=== Texto proporcionado ===

A menudo, tengo los ojos tan húmedos -con lágrimas causadas, irónicamente, por unos ojos demasiado secos- que tengo que parpadear varias veces, pero ni siquiera entonces puedo ver con claridad. Hace unos años, después de operarme los dos ojos con cirugía Lasik, conseguí tener una visión de lejos muy precisa, algo extraordinario en una persona que había sido miope la mayor parte de su vida; ahora, de pronto, toda esa maravillosa capacidad está desapareciendo, degradándose. Me invade -no por primera vez en la mañana, ni siquiera en la hora- una ola de pánico: «¿Y si me quedo ciega? ¿Cómo cuidaré de la casa? ¿Qué será de nosotros?».
Tengo la vaga impresión -cuando no estoy pensando con coherencia- de que Ray acabará por venir alguna vez del hospital. Después del accidente de coche, después de la estancia en Telemetría, y yo seré responsable de él, de su bienestar. Estoy deseando que llegue esa oportunidad de cumplir con mi deber, después de fracasar de forma tan terrible hace poco… En esta fantasía imprecisa, Ray no está totalmente enterado de que lo abandoné y, en cualquier caso, Ray no es de los que critican ni rechazan.
Ray no es de los que acusan: ¡Dónde estabas! ¡Dónde estabas cuando te necesité! ¡Por qué tardaste tanto en volver! ¿Qué creías que me sucedería si me dejabas solo en aquel terrible lugar?
29. El marido desaparecido
Y además, estoy empezando a pensar: «Voy a perderlo. Va a desaparecer».
Estoy empezando a pensar: «Quizá nunca lo conocí del todo. Quizá sólo lo conocí de manera superficial, y su verdadero fondo permaneció oculto».
En nuestro matrimonio, teníamos la costumbre de no compartir nada que fuera triste, deprimente, desmoralizador, tedioso, a no ser que fuera inevitable. Como la vida de un escritor tiene tantas cosas que hieren -críticas negativas, rechazos de revistas, dificultades con los redactores jefe, con los editores, con los diseñadores del libro, decepciones con el propio trabajo, cada día y cada hora-, me parecía una buena idea proteger a Ray de este aspecto de mi vida todo lo posible. Porque ¿de qué sirve compartir tu desgracia con otra persona, excepto para hacer desgraciada a esa persona también?
De modo que aislé a mi marido de la parte de mi vida que constituye «Joyce Carol Oates»; es decir, mi carrera de escritora.
Dado que Ray manejaba nuestras finanzas en general, también manejaba el dinero generado por esta carrera. Y, como no leía casi nada de lo que escribía yo, tampoco solía leer las críticas de mi trabajo, ni buenas, ni malas, ni indiferentes. Siempre me ha asombrado que los matrimonios de escritores -por ejemplo, Joan Didion y John Gregory Dunne- compartieran prácticamente cada página que escribían; mis amigos Richard y Kristina Ford no sólo se enseñan cada página que escriben sino que se leen en voz alta su trabajo, una prueba de amor conyugal a la que alguien tan «prolífico» como se supone que es JCO nunca se arriesgó a someterse.

=== Extractos de datos ===

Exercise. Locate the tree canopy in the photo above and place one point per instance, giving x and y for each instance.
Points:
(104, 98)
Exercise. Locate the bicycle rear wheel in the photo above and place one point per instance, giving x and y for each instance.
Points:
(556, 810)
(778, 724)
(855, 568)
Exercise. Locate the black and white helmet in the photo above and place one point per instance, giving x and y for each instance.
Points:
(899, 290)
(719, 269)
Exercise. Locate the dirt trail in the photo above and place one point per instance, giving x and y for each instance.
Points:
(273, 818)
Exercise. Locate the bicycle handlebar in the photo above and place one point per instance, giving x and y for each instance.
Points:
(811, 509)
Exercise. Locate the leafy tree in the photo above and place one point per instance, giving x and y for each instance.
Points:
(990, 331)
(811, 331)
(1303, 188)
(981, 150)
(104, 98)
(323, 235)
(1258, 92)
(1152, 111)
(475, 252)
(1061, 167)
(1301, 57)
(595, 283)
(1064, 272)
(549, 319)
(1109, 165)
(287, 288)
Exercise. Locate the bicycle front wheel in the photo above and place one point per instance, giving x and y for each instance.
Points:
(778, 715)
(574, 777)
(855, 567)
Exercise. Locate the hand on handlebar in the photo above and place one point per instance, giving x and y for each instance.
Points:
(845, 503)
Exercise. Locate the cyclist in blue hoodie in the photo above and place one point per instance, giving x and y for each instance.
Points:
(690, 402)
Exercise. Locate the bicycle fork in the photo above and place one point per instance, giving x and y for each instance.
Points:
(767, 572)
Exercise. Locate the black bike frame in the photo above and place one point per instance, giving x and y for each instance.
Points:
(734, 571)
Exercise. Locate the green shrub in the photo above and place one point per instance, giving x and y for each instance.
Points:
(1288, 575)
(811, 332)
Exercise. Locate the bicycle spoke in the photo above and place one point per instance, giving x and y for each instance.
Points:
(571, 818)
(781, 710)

===

§ Instrucciones:
Según el texto proporcionado, ¿qué cosas no solían compartir en el matrimonio a menos que fuera inevitable? Enumera, por favor, todos los adjetivos que las describen.

§ Respuesta:
triste, deprimente, desmoralizador, tedioso